▶ [CHALLENGE 1]
Answer these questions from the passage on the MelArete project:
(a) What purpose makes MelArete a "research for children" rather than merely a research "with" children?
(b) What did participants present in a "diary of virtues"?
(c) Between which two approaches was the methodological crossbreeding used for analyzing the data?
▶ [CHALLENGE 2] Reproduce the passage on the MelArete project from "We collected audio" up to and including "according to children.".

▶ [SELECTION]

MelArete is a “service research”, i.e. a research whose methods and findings represent an answer to school’s request to be helped in improving practices (Mortari, Valbusa, Ubbiali, 2017) but it is also a “research for children”, and not merely a research “with” children, as it is guided by the purpose to offer significant and positive experiences to children (Mortari, 2009). At the base of this project is the following pedagogical question: How can we orient the person to pay attention to virtues and to reflect about them in order to realize a good quality of life? Furthermore, the research question is the following: Which is the essential meaning of children’s ethical concepts and experiences?

We involved children in Socratic conversations starting from stories, in inventing narratives about virtues, in discussing vignettes on ethical dilemma and in games to explore different interpretation of virtues; furthermore, we required participants to present in a “diary of virtues” virtuous actions carried out in first person or seen carried out by others. This instrument is important to involve children in reflecting on their everyday ethical experience.
We collected audio registrations of the conversations carried out in class, and children's writings and drawings.
Data have been analyzed following a methodological crossbreeding (Mortari, 2007) between some aspects of the phenomenological-eidetic method (Giorgi, 1985; Moustakas, 1994; Husserl, 2012) and the grounded theory (Glaser and Strauss, 1967). The purpose of the analysis was to labelling and categorizing the data, in order to understand the essence of the ethical concepts and experiences according to children.

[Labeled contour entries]

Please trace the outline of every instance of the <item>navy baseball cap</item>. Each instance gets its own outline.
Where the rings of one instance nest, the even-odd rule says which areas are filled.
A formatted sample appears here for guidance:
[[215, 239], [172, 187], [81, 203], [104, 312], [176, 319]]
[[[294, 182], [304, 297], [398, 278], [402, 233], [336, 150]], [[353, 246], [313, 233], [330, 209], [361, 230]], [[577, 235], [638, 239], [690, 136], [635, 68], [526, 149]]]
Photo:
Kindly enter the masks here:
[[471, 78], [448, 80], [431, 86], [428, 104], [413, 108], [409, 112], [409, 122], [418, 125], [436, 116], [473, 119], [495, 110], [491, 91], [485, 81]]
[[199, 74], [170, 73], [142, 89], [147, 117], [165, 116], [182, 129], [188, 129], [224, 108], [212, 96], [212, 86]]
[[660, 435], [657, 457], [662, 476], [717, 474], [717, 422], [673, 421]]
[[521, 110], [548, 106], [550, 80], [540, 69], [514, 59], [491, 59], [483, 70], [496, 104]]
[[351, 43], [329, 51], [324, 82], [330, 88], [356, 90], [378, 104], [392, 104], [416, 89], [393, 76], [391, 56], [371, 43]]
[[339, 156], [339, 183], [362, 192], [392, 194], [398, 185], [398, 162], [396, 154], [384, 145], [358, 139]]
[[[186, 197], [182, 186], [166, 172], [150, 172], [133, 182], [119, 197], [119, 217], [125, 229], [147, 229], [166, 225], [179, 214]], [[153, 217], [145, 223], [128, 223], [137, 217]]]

▶ [EXPECTED OUTPUT 1]
(a) It is guided by the purpose to offer significant and positive experiences to children.
(b) Virtuous actions carried out in first person or seen carried out by others.
(c) Some aspects of the phenomenological-eidetic method and the grounded theory.

▶ [EXPECTED OUTPUT 2]
We collected audio registrations of the conversations carried out in class, and children's writings and drawings.
Data have been analyzed following a methodological crossbreeding (Mortari, 2007) between some aspects of the phenomenological-eidetic method (Giorgi, 1985; Moustakas, 1994; Husserl, 2012) and the grounded theory (Glaser and Strauss, 1967). The purpose of the analysis was to labelling and categorizing the data, in order to understand the essence of the ethical concepts and experiences according to children.